Reproduce the records below word for word, leaving out the pictures.

── EXERCISE INPUT ──

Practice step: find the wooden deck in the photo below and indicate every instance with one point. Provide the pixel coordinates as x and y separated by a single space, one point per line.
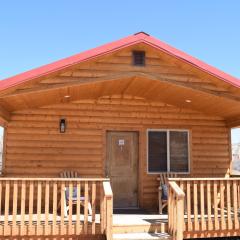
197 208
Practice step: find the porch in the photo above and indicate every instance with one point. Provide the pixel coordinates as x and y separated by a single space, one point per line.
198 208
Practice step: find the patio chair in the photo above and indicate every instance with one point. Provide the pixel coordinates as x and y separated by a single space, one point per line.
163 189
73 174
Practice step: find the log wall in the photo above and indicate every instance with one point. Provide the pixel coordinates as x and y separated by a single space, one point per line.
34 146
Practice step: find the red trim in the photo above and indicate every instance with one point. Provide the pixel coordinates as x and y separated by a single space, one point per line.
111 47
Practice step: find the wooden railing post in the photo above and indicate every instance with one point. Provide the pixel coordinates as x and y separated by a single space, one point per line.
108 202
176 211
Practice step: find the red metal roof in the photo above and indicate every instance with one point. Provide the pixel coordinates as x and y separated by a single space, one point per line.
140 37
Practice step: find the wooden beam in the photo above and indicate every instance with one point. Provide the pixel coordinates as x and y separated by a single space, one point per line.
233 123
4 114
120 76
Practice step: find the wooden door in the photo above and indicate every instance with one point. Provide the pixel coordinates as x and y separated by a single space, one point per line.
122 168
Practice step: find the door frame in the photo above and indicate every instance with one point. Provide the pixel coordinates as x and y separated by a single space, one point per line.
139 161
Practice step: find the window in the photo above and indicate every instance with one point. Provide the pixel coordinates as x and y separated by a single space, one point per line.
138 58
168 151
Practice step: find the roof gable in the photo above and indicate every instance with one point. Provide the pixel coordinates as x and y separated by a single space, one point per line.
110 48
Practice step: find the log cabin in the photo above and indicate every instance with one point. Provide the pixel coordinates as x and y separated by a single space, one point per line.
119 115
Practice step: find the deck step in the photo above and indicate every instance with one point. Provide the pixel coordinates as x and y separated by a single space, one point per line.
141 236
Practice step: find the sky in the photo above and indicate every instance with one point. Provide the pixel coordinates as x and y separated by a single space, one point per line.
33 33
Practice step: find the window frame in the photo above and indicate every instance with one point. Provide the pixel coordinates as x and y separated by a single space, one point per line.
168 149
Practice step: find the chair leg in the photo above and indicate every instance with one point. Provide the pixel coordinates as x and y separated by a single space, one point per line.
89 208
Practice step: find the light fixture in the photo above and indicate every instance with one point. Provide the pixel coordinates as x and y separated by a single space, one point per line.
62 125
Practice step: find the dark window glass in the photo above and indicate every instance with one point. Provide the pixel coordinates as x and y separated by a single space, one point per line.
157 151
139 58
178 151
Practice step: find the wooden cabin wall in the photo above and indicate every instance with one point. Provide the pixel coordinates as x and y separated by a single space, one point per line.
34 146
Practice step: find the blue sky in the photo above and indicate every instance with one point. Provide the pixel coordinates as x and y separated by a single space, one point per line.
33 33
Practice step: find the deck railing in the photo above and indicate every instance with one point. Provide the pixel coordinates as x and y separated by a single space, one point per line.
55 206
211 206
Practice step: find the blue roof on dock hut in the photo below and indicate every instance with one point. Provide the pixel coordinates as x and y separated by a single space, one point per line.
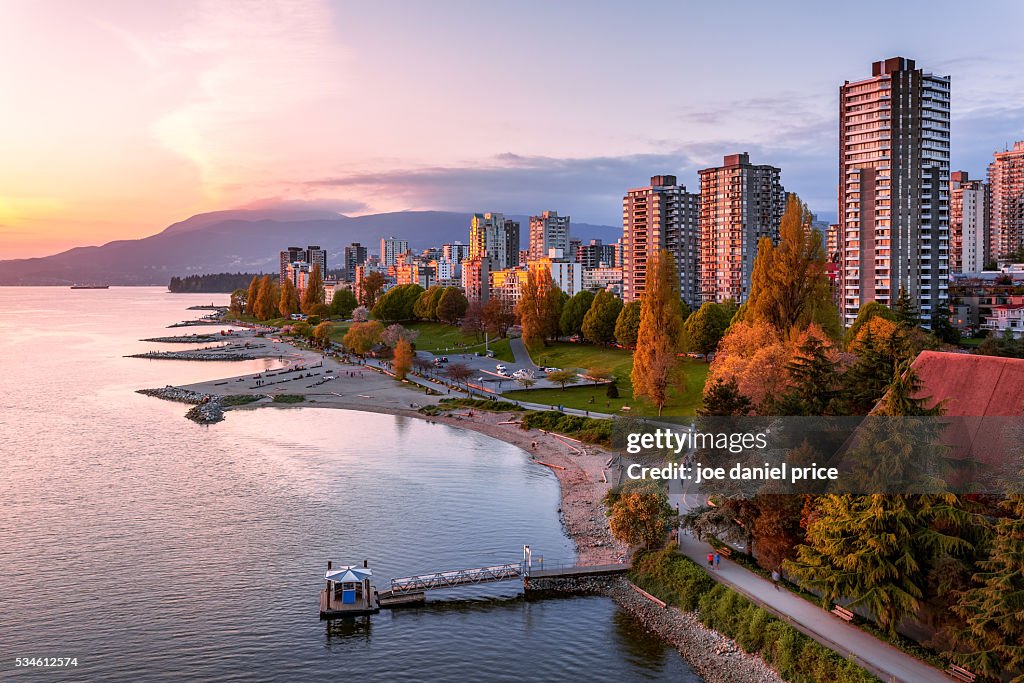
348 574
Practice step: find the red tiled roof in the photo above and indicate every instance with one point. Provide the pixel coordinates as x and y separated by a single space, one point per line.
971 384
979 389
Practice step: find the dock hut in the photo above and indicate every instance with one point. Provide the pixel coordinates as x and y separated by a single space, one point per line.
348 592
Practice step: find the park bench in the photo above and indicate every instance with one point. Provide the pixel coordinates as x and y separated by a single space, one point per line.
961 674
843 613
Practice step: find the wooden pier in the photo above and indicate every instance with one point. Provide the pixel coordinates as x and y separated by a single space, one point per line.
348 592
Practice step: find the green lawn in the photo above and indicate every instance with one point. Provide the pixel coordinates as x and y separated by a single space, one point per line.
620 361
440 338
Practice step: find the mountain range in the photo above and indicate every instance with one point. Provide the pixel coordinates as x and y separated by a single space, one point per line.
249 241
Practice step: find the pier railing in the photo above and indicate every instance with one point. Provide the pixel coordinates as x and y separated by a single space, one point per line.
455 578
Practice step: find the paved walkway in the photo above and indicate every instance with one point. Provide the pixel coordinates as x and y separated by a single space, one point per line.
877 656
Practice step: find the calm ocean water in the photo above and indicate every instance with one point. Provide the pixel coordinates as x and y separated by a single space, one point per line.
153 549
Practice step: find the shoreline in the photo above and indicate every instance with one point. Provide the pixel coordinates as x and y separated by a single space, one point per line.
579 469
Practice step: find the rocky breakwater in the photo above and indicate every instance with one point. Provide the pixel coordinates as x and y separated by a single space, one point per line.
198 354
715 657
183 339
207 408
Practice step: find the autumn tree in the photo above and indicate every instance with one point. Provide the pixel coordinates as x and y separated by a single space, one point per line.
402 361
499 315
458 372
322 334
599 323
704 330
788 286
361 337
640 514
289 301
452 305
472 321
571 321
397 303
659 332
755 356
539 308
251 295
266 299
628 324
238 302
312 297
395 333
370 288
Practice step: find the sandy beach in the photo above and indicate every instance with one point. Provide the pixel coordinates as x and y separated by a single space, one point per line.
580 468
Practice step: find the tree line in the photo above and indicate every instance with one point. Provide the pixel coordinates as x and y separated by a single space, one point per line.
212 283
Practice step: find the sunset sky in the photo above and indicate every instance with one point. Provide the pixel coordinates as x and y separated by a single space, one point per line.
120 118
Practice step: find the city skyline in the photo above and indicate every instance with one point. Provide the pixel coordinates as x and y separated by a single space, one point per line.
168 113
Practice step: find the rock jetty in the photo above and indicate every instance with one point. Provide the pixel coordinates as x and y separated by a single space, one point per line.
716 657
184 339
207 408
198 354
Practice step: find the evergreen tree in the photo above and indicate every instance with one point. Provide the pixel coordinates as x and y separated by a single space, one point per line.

───

RESULT:
Practice step: find the wooden deck in the photo below and indicate every instance with one point. Provide the pixel coordinates as x and y separated by a single space, one point per line.
197 208
Practice step: find the porch in the photo above and indicate every instance with one point. Provide the pixel coordinates as x and y separated by a single space, one point per line.
198 208
Practice step: find the patio chair in the photo above and indicate every instance with one point. Provide the pixel coordinates as x and y separated by a single space, one point per line.
163 189
73 174
Practice step: find the log wall in the photo above and indicate every instance with one point. Provide the pixel coordinates as x and y separated by a single space, one point per line.
34 146
Practice step: find the red trim in the photo above and indicate every instance with one point. Provide the pixel coordinates as x and y separated by a single space, one point per line.
111 47
Practice step: find the wooden railing post in the photo above and indicate every instance with one point. Provide the pixel coordinates as x and y separated by a single space, one point per line.
108 202
176 211
Practice step: find the red metal roof in the photo above and indicate every instance with one point. Provide the pixel coordinates as x and y separated by a single space, one point per line.
140 37
Practice step: find the wooden beam in the photo above and indicate every instance with one point. Provide the pixel coordinates as x and y separated by a single space, one point per line.
233 123
4 114
120 76
Practice step: find the wooden door in the photo above and indicate every instance with one point. Provide the pixel coordinates as x and y separated by a single space, one point per line.
122 168
Practice step: find the door frame in the photo above and indicate every instance with one point. Provide the pixel coordinates as x and y separated by a single space, one point per line.
139 161
Practice step: find the window in the photo above and indicate every instance with one point. Provide the pixel coordinates as x and y separated by a single space, one point per line.
138 58
168 151
Practice step: find the roof gable in the photo above and indicate every instance with one point. Provide the pixel coordinates as x and y separated by a single space, one point per line.
110 48
Practice step: find the log cabin in the photo above and indicate every instance with one point. Provide the pixel coordinates as x and y separated by a single space, one point per line.
119 115
Practice step: find the deck step in the photo above and indicate every instance with one point. Provide the pixel coordinates as x and y separated by a single space, one point per line.
141 236
Practice step: find the sky in the photo above and indicate every instance with one point. Provide the pixel coordinates as x and y separated by a single space, one point per line.
33 33
Practice step: find the window frame in the photo above and indicate every instance with one point. Provide the pixel coordinates as x and y separated by a single space, one point per line.
168 149
Practice step: find the chair leg in the photo above and indicate every instance with one point. Provide the pixel coordinates as x and y separated by a single space, one point per line.
89 208
Practice step: find the light fixture in the photo above and indicate every instance with one point. Provide the pixel coordinates as x and y separated by a single space, one point per line.
62 125
Practice step: find the dark window glass in the photo above and indicate every instance with one point. Provide the pixel coordinates as x and y separated by a single space, one point per line.
157 151
139 58
178 151
Practice step: find the wooden cabin wall in the photo above and indicate every instance with one point. Provide the pixel coordinates as x and y separated by a single space, one point per line.
34 146
Practice step: find the blue sky in the photo above and indicate every instance with one point. Provide the pixel coordinates as x and y separated by a single space, one point per line.
33 33
Practice step: find the deck railing in the photo above and indicate every instance with one point. Provide the pixel coordinates as x and y separated by a single space, one point per line.
55 206
211 206
Practice step: find the blue roof on dock hut in the photo below and indicate every instance with one point. Provide the pixel coordinates as x and y separated by a single space, one point per line.
348 574
Practice step: find the red tiled roof in the photo above and indicate every instance with one point. Provide the pixel coordinates as x and y separated by a single space, one point per line.
971 384
979 389
Practice step: find the dock hut in the photo above and indicate every instance with one point. Provide the pixel coordinates as x and y separated by a single space, one point per line.
348 592
Practice step: find the park bench in the photo above and indicate every instance with one point. Provide the pixel coordinates as x and y separated by a single space, one point per line.
961 674
843 613
Practice step: find the wooden pier in the photo above and indicate every instance with one point. Provide the pixel coordinates as x and y separated by a single space, one point per line.
348 592
Practice step: find the green lawn in the photo above and indicate every instance with one point. Provide the pixel coordinates as x and y separated by a single space, one point per line.
620 361
440 338
Practice step: find the mountain range in the photo above and indicate every instance with one point. Provide the pixel coordinates as x and y separated by a single space, one point per line.
249 241
Practice step: find the pier railing in the photo above and indicate every instance with one point. Provide the pixel coordinates as x and y separated by a single space, one point per line.
455 578
Practice step: find the paved walkway in the photo above and indicate every instance with one point. Provide the pixel coordinates as x and y separated by a single space, one point per line.
877 656
Practice step: find the calm ocean water in the photo above and indicate every instance with one point. Provide the pixel coordinates as x and y separated by a single space, one point per line.
153 549
Practice step: find the shoreline in the photo above and indicate every instance with one point. Provide the pixel coordinates as x and y separated by a single space, one point per line.
579 469
Practice step: find the rocky breakwater in the photo above and indicate every instance with one point. Provide the pixel coordinates as x and y separated by a single space, one point per line.
198 354
715 657
183 339
207 408
Practice step: find the autumn tree in the photo above and indicate every instance with one point. Provide the pixel coordinates as x and y separated by a single space, one point per line.
402 361
499 315
458 372
322 334
599 323
704 330
788 286
361 337
640 514
289 301
452 305
472 321
571 321
397 303
659 332
755 356
539 308
251 295
266 299
628 324
238 302
312 297
395 333
370 288
Practice step: find the sandy beach in the photo above and indicate every instance with one point. Provide the pixel coordinates as x and y separated by a single space, one point per line.
580 468
Practice step: find the tree line in the photo above and indicate every instance with one point. Provide the pixel coordinates as x and y separated by a single space, one point per line.
212 283
Practice step: find the sunset sky in the photo above and indicate every instance with one point. Provide the pixel coordinates as x and y separated by a single space, one point per line.
120 118
Practice step: find the city skyline in the photo above and indicate every instance with one point. Provide the pixel coordinates as x and y separated by a single space, one point per line.
168 113
Practice step: find the rock jetty in the photo above and indicate every instance with one point. Provide the pixel coordinates as x and y separated by a single space, one point per line.
716 657
184 339
207 408
198 354
Practice step: find the evergreen tree in the photo above and indicate every instance with one point. Provide the pixel coordinates as x and y separated by a single space, one point per line.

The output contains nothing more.